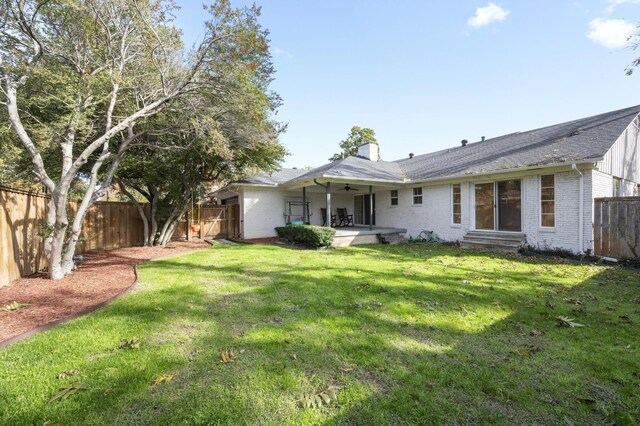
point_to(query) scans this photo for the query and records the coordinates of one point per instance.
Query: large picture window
(456, 203)
(547, 201)
(417, 196)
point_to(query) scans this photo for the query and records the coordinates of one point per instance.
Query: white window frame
(617, 182)
(392, 197)
(453, 223)
(413, 196)
(555, 201)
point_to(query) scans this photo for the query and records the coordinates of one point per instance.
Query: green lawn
(409, 334)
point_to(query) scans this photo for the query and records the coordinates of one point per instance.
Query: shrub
(308, 235)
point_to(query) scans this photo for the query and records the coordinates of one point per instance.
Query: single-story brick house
(535, 187)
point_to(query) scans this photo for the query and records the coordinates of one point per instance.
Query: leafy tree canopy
(357, 137)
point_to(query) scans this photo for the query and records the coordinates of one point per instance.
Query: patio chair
(323, 212)
(345, 218)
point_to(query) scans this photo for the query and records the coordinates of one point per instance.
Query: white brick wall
(565, 234)
(602, 184)
(434, 214)
(263, 209)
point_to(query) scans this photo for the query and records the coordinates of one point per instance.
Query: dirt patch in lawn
(99, 277)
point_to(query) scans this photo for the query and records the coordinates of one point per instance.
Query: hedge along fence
(107, 225)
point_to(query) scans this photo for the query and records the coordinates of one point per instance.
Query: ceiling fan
(348, 188)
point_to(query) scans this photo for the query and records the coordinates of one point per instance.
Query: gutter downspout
(580, 209)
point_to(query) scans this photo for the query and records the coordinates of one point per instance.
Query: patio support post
(329, 204)
(304, 205)
(370, 207)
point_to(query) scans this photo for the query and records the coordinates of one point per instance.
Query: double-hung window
(547, 201)
(456, 204)
(417, 196)
(393, 197)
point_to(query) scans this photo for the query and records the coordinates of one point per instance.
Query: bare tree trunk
(154, 219)
(57, 223)
(143, 215)
(169, 226)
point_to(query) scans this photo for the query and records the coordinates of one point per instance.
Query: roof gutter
(520, 169)
(580, 210)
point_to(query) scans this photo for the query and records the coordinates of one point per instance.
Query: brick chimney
(369, 150)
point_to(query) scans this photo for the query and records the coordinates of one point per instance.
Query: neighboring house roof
(586, 139)
(274, 179)
(357, 168)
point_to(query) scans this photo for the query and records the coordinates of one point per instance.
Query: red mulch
(99, 277)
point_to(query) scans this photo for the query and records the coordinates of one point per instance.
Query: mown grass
(410, 334)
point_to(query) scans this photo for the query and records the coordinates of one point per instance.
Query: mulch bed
(99, 277)
(267, 241)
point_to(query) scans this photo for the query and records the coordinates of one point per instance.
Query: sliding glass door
(498, 206)
(361, 210)
(485, 206)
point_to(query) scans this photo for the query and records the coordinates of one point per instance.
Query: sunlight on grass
(408, 333)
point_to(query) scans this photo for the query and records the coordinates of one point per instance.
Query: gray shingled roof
(584, 139)
(275, 178)
(357, 168)
(576, 140)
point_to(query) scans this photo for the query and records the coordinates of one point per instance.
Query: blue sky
(426, 74)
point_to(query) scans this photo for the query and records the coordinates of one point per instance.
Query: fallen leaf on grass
(317, 400)
(165, 378)
(14, 306)
(520, 352)
(568, 322)
(625, 318)
(129, 344)
(68, 390)
(227, 356)
(68, 373)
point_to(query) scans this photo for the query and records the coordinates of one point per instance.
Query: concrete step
(488, 246)
(391, 239)
(493, 241)
(496, 235)
(497, 241)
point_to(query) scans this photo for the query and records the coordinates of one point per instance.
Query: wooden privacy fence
(214, 222)
(107, 225)
(616, 227)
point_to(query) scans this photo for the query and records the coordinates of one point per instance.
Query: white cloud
(487, 15)
(611, 33)
(612, 4)
(281, 52)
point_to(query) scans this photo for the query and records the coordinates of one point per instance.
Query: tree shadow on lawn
(403, 347)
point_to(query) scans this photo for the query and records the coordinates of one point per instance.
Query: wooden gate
(234, 220)
(616, 227)
(215, 222)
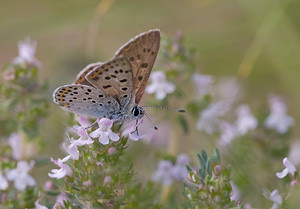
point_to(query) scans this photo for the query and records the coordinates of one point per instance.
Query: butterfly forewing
(85, 100)
(141, 52)
(80, 79)
(114, 78)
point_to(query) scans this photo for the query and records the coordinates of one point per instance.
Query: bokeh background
(257, 41)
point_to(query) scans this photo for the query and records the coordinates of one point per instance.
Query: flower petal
(282, 174)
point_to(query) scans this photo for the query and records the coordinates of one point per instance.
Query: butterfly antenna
(166, 108)
(155, 127)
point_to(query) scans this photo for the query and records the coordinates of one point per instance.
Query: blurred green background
(259, 41)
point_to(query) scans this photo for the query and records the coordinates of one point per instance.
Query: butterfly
(113, 89)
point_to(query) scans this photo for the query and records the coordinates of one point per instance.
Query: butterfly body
(113, 89)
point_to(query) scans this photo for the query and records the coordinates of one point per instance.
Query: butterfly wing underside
(141, 52)
(85, 100)
(80, 79)
(115, 79)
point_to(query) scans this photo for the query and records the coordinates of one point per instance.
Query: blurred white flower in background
(27, 49)
(289, 169)
(3, 181)
(21, 149)
(235, 193)
(61, 198)
(204, 83)
(15, 142)
(20, 175)
(164, 172)
(278, 119)
(245, 120)
(275, 197)
(159, 85)
(179, 169)
(38, 205)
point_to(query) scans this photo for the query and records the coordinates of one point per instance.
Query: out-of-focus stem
(172, 150)
(100, 11)
(256, 46)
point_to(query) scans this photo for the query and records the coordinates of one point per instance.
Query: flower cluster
(103, 133)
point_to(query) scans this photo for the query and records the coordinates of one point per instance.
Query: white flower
(104, 132)
(15, 143)
(228, 133)
(72, 148)
(20, 148)
(209, 118)
(20, 175)
(164, 173)
(64, 170)
(275, 197)
(38, 205)
(245, 120)
(235, 193)
(294, 154)
(278, 119)
(27, 50)
(203, 83)
(179, 170)
(159, 85)
(83, 121)
(61, 198)
(289, 169)
(3, 182)
(132, 133)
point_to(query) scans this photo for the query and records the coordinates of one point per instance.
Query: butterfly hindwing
(85, 100)
(141, 52)
(114, 78)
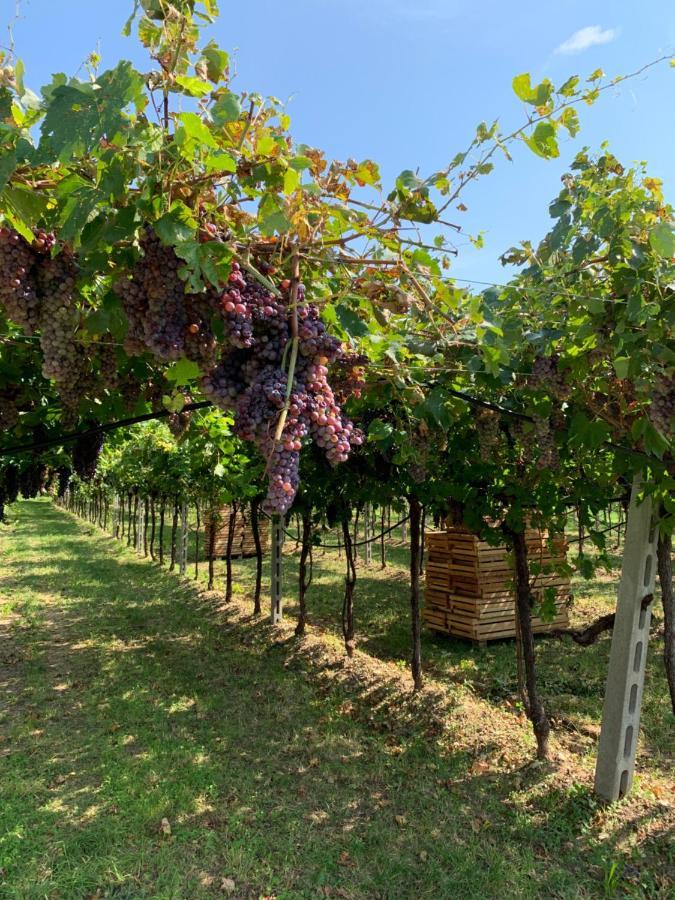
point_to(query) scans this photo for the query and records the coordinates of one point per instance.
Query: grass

######

The entries above must be restated exactly in the answer, and the pictures left out.

point_to(query) scans this photo for the query and records the coordinates of one point per instance.
Query: large picture window
(456, 203)
(547, 201)
(417, 196)
point_to(query) scans this photo for the query and records the coordinates of one point per instance.
Query: white window frame
(617, 182)
(392, 197)
(453, 223)
(413, 196)
(555, 201)
point_to(query) scans this photo for the query and records the coordinates of one point per instance.
Query: green lawn
(409, 334)
point_to(query) scans this photo for the query and records the coordinates of one point per instance.
Query: shrub
(308, 235)
point_to(query) scans this photo for the query and records the coordinates of one point per instance.
Query: single-story brick house
(535, 187)
point_to(query) scans this photo for the query and records the coordinates of one point per instance.
Query: leafy tree canopy
(357, 137)
point_to(query) scans this photo for the query and records the coordinates of one point per instance.
Query: patio chair
(323, 212)
(345, 218)
point_to(query) scans this photo for the query and records the coordinates of one point per instance.
Query: white brick wall
(565, 234)
(602, 184)
(434, 214)
(263, 209)
point_to(query) scans this photo for the query and records the coordinates of one point per instance.
Query: dirt patch in lawn
(99, 277)
point_to(query) scans this photo for the query and records the coordinates of one point per instance.
Query: hedge along fence
(107, 225)
point_to(query) scans this photo for the query and records the coordinates of one point per instance.
Query: ceiling fan
(348, 188)
point_to(query) scans this photo for the query and records the coordinates of one point per instance.
Query: gutter downspout
(580, 209)
point_to(query) scans this photo for the query and records the coordinates of one point per instance.
Query: patio support post
(329, 204)
(304, 205)
(370, 207)
point_to(query) scans this photo for the query and records the coordinates of one point per instance.
Query: double-hung window
(547, 201)
(456, 204)
(417, 196)
(393, 197)
point_to(query) scans this photo for the query and records the coordinates of one point per instance.
Query: bare tree trunk
(154, 219)
(57, 223)
(143, 215)
(169, 226)
point_to(query) scans this photo for the query and records the coordinates of one point per instance.
Query: roof gutter
(520, 169)
(580, 210)
point_to(query) scans this photo for the query and records the coordinates of one point per instance.
Query: brick chimney
(369, 150)
point_to(query) scans this photo for the query and records the coordinates of one point per instance.
Query: neighboring house roof
(586, 139)
(274, 179)
(357, 168)
point_to(query) scans this photo for the query and records the coordinates of one point per instance.
Query: red mulch
(99, 277)
point_to(query) scans this photo for the query and records the coordinates of one point per instance.
Query: mown grass
(410, 334)
point_to(query) scans this photo for the query and records the coordinates of one point per instance.
Query: mulch bed
(99, 277)
(267, 241)
point_to(query) scans this photo for the query and records the coordinates of one point per instance.
Query: sliding glass door
(498, 206)
(361, 210)
(485, 206)
point_to(query) scans this photo for the query and records the coordinates of one point per instance.
Query: sunlight on grass
(408, 333)
point_to(query) scans this photo for the query and records the coordinates of one point per instance.
Query: gray shingled roof
(584, 139)
(275, 178)
(357, 168)
(576, 140)
point_to(query) scans this photo for the query and records the coordinates of one point per instance.
Query: blue sky
(426, 74)
point_to(query) scans this photo for the query and records the coordinates of one point per instance.
Query: fallen leaf on grass
(317, 400)
(165, 378)
(14, 306)
(520, 352)
(568, 322)
(625, 318)
(129, 344)
(68, 390)
(227, 356)
(68, 373)
point_to(query) scans this photo for the query and records the coordinates of one point per instance.
Query: concrete step
(488, 246)
(391, 239)
(493, 241)
(496, 235)
(497, 241)
point_to(query) scans this photo for the query and records the coordinates of one point per instance.
Query: wooden privacy fence
(214, 222)
(107, 225)
(616, 227)
point_to(query) scans this photo for the query and records the coordinates of one point per instance.
Query: white cloud
(487, 15)
(611, 33)
(612, 4)
(281, 52)
point_to(query) scans this photo for the query and records the coordinates of one point per instance.
Query: tree shadow on lawn
(403, 347)
point_to(query) scans this photo for the query and records the coordinates of one point per instance.
Query: wooden gate
(234, 220)
(616, 227)
(215, 222)
point_to(query) scans this photo for the query and records the coordinates of one point per instance.
Query: butterfly forewing
(85, 100)
(141, 52)
(80, 79)
(114, 78)
point_to(query) scans this photo for the query and records the coordinates of one point per instance.
Query: bokeh background
(257, 41)
point_to(query) scans this photo for the query and records the coordinates of one point per instance.
Query: flower petal
(282, 174)
point_to(query) scans this photo for the query and records the coordinates of one point per instance.
Query: butterfly antenna
(166, 108)
(155, 127)
point_to(query) scans this photo for the query and records the coordinates of one point per instance.
Query: blurred green background
(259, 41)
point_to(query) scans this photo for the query and records the coordinates of one point per instance.
Query: butterfly
(113, 89)
point_to(query) scans this photo for the query and records the coordinates of one point per instance.
Query: butterfly body
(113, 89)
point_to(query) scans this photo for the query and records the coordinates of one point per instance.
Query: butterfly wing underside
(141, 52)
(85, 100)
(80, 79)
(115, 79)
point_to(query) scans this photo for the query and records the coordinates of one point per instance.
Query: blurred white flower in background
(27, 49)
(289, 169)
(3, 181)
(21, 149)
(235, 193)
(61, 198)
(204, 83)
(15, 142)
(20, 175)
(164, 172)
(278, 119)
(245, 120)
(275, 197)
(159, 85)
(179, 169)
(38, 205)
point_to(query) scans this photo for the query and records the coordinates of one point per instance.
Query: out-of-focus stem
(172, 150)
(100, 11)
(256, 46)
point_to(query) scans this photo for the query and records the coordinates of one point per instance.
Query: flower cluster
(103, 133)
point_to(query) scans this photo for the query and records the coordinates of one point per instance.
Query: white flower
(104, 132)
(15, 143)
(228, 133)
(72, 148)
(20, 148)
(209, 118)
(20, 175)
(164, 173)
(64, 170)
(275, 197)
(38, 205)
(245, 120)
(235, 193)
(294, 154)
(278, 119)
(27, 50)
(203, 83)
(179, 170)
(159, 85)
(83, 121)
(61, 198)
(289, 169)
(3, 182)
(132, 133)
point_to(query) scans this photo for the query and records the coordinates of one point per instance.
Query: butterfly hindwing
(85, 100)
(141, 52)
(114, 78)
point_to(query) scans this photo for the query and records the coordinates of one point per instance.
Query: grass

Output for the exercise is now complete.